++++ Fragmento citado

Si el viejo
Hollywood fuera una religión, Deborah Kerr sería una de sus santas tutelares.
Por belleza, talento innato y virtud camaleónica de perderse en sus personajes,
fue la antecesora de Maggie Smith, Meryl Streep, Cate Blanchett y Julianne
Moore.
Su inmensa
capacidad se daba tan por descontado que, aunque la nominaron a seis premios
Oscar, jamás se lo dieron. La compensaron con uno a su trayectoria en 1994,
cuando ya llevaba casi 7 años retirada. BAFTA (o sea la British Academy of Film
and Television) se había disculpado por no haberla premiado nunca con un
galardón honorífico en 1991 y el Festival de Cannes había enmendado el deshonor
con un trofeo especial en 1984.
Su
especialidad eran las damas inglesas que hoy se denominan "clásicas",
es decir, personajes refinados y reprimidos, que atraviesan experiencias
emocionales desgarradoras. Pero su versatilidad inmanente la hacía desmarcarse
del encasillamiento y sorprendía con caracterizaciones alejadas de lo que se
esperaba de ella.

++++++++
++++ Datos almacenados

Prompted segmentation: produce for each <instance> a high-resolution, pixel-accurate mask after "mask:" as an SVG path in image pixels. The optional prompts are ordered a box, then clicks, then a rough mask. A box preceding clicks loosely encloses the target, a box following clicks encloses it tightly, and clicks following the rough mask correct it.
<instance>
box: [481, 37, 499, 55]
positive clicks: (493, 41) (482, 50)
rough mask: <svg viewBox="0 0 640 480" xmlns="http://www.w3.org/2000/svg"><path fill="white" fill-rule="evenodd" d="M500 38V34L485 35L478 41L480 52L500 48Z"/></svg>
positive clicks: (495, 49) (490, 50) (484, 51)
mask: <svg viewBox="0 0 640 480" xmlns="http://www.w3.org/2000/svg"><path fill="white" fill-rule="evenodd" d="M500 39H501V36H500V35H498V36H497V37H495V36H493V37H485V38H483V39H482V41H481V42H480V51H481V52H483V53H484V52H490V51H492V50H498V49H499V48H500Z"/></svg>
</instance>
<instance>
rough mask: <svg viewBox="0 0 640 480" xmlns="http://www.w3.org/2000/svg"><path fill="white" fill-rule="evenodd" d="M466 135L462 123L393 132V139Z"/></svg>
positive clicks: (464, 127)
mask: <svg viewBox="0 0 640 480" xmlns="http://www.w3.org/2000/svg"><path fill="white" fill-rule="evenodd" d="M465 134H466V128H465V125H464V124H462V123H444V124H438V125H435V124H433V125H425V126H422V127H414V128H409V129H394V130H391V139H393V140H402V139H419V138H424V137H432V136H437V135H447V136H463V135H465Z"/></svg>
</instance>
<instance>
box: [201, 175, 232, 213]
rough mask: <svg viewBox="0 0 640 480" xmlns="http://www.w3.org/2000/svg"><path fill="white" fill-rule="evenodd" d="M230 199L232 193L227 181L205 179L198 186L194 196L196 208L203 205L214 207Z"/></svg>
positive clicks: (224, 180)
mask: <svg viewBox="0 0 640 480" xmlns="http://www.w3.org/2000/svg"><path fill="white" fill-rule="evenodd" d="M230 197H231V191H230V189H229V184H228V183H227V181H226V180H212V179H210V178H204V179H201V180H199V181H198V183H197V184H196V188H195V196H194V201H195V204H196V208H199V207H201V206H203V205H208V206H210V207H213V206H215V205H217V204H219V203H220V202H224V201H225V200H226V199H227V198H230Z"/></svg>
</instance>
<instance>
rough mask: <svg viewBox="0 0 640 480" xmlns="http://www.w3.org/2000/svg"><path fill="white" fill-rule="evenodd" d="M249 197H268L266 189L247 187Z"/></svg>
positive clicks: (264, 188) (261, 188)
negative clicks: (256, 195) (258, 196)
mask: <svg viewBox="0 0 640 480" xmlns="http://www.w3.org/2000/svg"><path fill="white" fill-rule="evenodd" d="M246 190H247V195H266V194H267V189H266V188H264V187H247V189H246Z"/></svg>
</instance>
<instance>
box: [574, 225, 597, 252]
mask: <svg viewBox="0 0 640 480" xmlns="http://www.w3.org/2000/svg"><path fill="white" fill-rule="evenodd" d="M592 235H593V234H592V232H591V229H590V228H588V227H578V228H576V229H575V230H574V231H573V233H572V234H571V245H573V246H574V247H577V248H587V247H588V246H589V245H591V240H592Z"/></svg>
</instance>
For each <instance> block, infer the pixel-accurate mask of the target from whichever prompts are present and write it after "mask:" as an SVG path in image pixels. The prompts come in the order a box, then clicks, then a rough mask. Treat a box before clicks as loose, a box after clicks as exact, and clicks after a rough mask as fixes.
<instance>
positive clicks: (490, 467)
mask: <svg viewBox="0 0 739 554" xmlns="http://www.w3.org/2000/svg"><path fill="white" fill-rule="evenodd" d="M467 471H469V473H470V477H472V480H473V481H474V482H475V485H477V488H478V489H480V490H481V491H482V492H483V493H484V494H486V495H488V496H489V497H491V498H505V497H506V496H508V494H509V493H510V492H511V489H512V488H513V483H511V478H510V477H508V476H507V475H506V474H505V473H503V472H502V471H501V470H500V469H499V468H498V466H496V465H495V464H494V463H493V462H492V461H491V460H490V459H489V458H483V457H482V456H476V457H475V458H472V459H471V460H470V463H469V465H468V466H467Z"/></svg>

++++++++

* **Consigna 1**:
Responde estas preguntas sobre el texto acerca de Deborah Kerr:
(a) ¿A cuántos premios Oscar la nominaron?
(b) ¿En qué año le otorgó el Festival de Cannes un trofeo especial?
(c) ¿Qué tipo de personajes eran su especialidad?
* **Consigna 2**:
Indica si cada afirmación coincide con el texto sobre Deborah Kerr. Contesta sí o no y cita las palabras del texto que lo deciden.
(a) Deborah Kerr ganó un Oscar por alguna de sus seis nominaciones.
(b) Cuando recibió el Oscar a su trayectoria, ya estaba retirada.
(c) Siempre interpretó el mismo tipo de papel.
* **Consigna 3**:
Por favor, continúa el texto sobre Deborah Kerr a partir del punto en que termina.

* **Respuesta 1**:
(a) A seis.
(b) En 1984.
(c) Las damas inglesas que hoy se denominan "clásicas", es decir, personajes refinados y reprimidos que atraviesan experiencias emocionales desgarradoras.

* **Respuesta 2**:
(a) No: "aunque la nominaron a seis premios Oscar, jamás se lo dieron".
(b) Sí: "cuando ya llevaba casi 7 años retirada".
(c) No: "su versatilidad inmanente la hacía desmarcarse del encasillamiento".

* **Respuesta 3**:
Fue del
drama a la comedia con la naturalidad con la que se respira y se pueden dar
clases de actuación con cualquiera de sus trabajos.
Su carrera
en cine se extendió desde 1940 a 1969, año en el que se retiró. Entre 1982 y
1987 hizo solo televisión. Y hasta 1987 también se extendió su labor en el
teatro, que no tuvo hiato desde que asomó en los escenarios a fines de los años
treinta.
La rosa
inglesa, le decían, aunque había nacido en Glasgow, Escocia. Y si en las
películas en blanco y negro podía parecer rubia, era una pelirroja natural.
Me
encantaría repasar su carrera de cabo a rabo, por ahora me conformo con
revisitar los filmes que hizo en los años cincuenta, década en la que consolidó
su estrellato con títulos insoslayables como Las minas del rey Salomón, Quo
Vadis, El prisionero de Zenda, Julio César, De aquí a la eternidad, El rey y
yo, Té y simpatía, Algo para recordar, o Mesas separadas. Y conste
que dejo fuera de esta lista títulos de igual valía, como el que hoy me ocupa. Los
héroes también lloran (The Proud and Profane,
George Seaton, 1956)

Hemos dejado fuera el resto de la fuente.